→ **Brief**: Write out the material again exactly, please, and omit the pictures.

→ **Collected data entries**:
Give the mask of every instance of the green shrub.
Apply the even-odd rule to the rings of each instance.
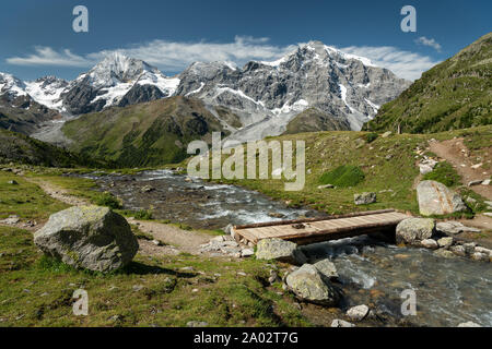
[[[109,208],[113,208],[113,209],[121,208],[121,203],[118,201],[118,198],[115,197],[112,193],[108,193],[108,192],[104,192],[104,193],[98,194],[94,198],[94,203],[97,206],[105,206],[105,207],[109,207]]]
[[[443,161],[436,165],[432,172],[429,172],[423,177],[426,181],[436,181],[443,183],[446,186],[456,186],[460,184],[460,177],[453,166]]]
[[[364,172],[358,166],[342,165],[332,171],[325,172],[320,178],[321,184],[336,186],[355,186],[365,179]]]
[[[367,134],[365,135],[365,142],[367,142],[367,143],[373,143],[374,141],[377,140],[378,136],[379,136],[379,135],[378,135],[376,132],[367,133]]]
[[[134,214],[134,218],[141,220],[151,220],[152,216],[153,214],[151,209],[140,209]]]

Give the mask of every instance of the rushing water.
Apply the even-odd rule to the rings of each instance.
[[[172,171],[138,176],[87,176],[124,201],[127,209],[149,209],[154,217],[218,229],[302,216],[319,216],[292,209],[257,192],[234,185],[187,180]],[[151,185],[152,191],[142,192]],[[273,217],[276,216],[276,217]],[[492,326],[492,273],[489,263],[453,257],[432,251],[388,245],[368,237],[303,246],[312,262],[330,258],[340,275],[345,306],[372,304],[379,313],[401,317],[403,290],[417,294],[417,316],[409,322],[424,326],[456,326],[472,321]]]

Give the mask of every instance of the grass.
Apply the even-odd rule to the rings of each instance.
[[[9,184],[16,181],[17,185]],[[40,209],[43,207],[43,209]],[[19,176],[0,171],[0,219],[17,215],[26,219],[46,219],[68,206],[45,194],[39,186]]]
[[[358,166],[342,165],[332,171],[323,173],[319,183],[350,188],[361,183],[364,178],[364,172]]]

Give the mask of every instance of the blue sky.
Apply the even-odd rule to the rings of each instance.
[[[89,9],[89,33],[72,10]],[[403,33],[403,5],[417,33]],[[276,60],[320,40],[417,79],[492,31],[492,1],[458,0],[17,0],[0,11],[0,71],[23,80],[74,79],[120,50],[172,75],[195,60]]]

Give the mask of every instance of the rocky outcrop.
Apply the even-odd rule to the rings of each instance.
[[[107,207],[80,206],[56,213],[34,234],[46,254],[77,268],[112,272],[131,262],[139,244],[127,220]]]
[[[423,181],[417,186],[420,214],[424,216],[450,215],[468,207],[454,191],[435,181]]]
[[[258,260],[276,260],[296,265],[306,263],[306,256],[297,249],[296,243],[281,239],[260,240],[257,244],[256,257]]]
[[[330,306],[336,305],[339,300],[333,286],[311,264],[305,264],[289,274],[285,284],[300,300],[306,302]]]
[[[422,240],[431,239],[435,230],[435,220],[427,218],[409,218],[401,221],[396,229],[397,243],[419,245]]]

→ **Exercise answer**:
Give the mask of every instance of the green shrub.
Apply the even-odd rule to the rings of each instance.
[[[109,208],[113,208],[113,209],[121,208],[121,203],[118,201],[118,198],[115,197],[112,193],[108,193],[108,192],[104,192],[104,193],[98,194],[94,198],[94,203],[97,206],[105,206],[105,207],[109,207]]]
[[[443,161],[436,165],[432,172],[429,172],[423,177],[426,181],[436,181],[443,183],[446,186],[456,186],[460,184],[460,177],[453,166]]]
[[[364,172],[358,166],[342,165],[332,171],[325,172],[320,178],[321,184],[336,186],[355,186],[365,179]]]
[[[367,134],[365,135],[365,142],[367,142],[367,143],[373,143],[374,141],[377,140],[378,136],[379,136],[379,135],[378,135],[376,132],[367,133]]]
[[[134,214],[134,218],[141,220],[151,220],[152,216],[153,214],[151,209],[140,209]]]

Give the mask of every instance of the rushing water.
Apply the even-odd rule to the rings of each instance.
[[[172,171],[138,176],[87,176],[124,201],[127,209],[149,209],[154,217],[218,229],[302,216],[319,216],[292,209],[257,192],[234,185],[187,180]],[[151,185],[152,191],[142,192]],[[273,217],[276,216],[276,217]],[[492,326],[492,273],[489,263],[453,257],[432,251],[388,245],[368,237],[303,246],[312,262],[330,258],[340,275],[345,306],[372,304],[379,313],[401,317],[403,290],[417,294],[417,316],[409,322],[424,326],[456,326],[472,321]]]

Give the mask of every instance of the grass.
Apply the even-odd rule to the rings of each instance.
[[[9,184],[16,181],[17,185]],[[40,209],[43,207],[43,209]],[[19,176],[0,171],[0,219],[17,215],[26,219],[46,219],[68,206],[45,194],[39,186]]]
[[[358,166],[342,165],[332,171],[323,173],[319,183],[350,188],[361,183],[364,178],[364,172]]]

Give the mask of every instance of the blue sky.
Apply the even-odd rule to the rings of each instance.
[[[89,9],[89,33],[72,10]],[[403,33],[403,5],[417,33]],[[276,60],[320,40],[417,79],[492,31],[492,1],[458,0],[17,0],[0,11],[0,71],[23,80],[74,79],[120,50],[172,75],[195,60]]]

Give the mask of every instance of the rocky outcrop.
Apply the even-odd rule to the rings of each instance.
[[[107,207],[80,206],[56,213],[34,234],[46,254],[77,268],[112,272],[131,262],[139,244],[127,220]]]
[[[423,181],[417,186],[420,214],[424,216],[450,215],[468,207],[454,191],[435,181]]]
[[[258,260],[276,260],[296,265],[306,263],[306,256],[297,249],[296,243],[281,239],[260,240],[257,244],[256,257]]]
[[[330,306],[336,305],[339,300],[333,286],[311,264],[305,264],[289,274],[285,284],[300,300],[306,302]]]
[[[422,240],[431,239],[435,230],[435,220],[427,218],[409,218],[401,221],[396,229],[397,243],[419,245]]]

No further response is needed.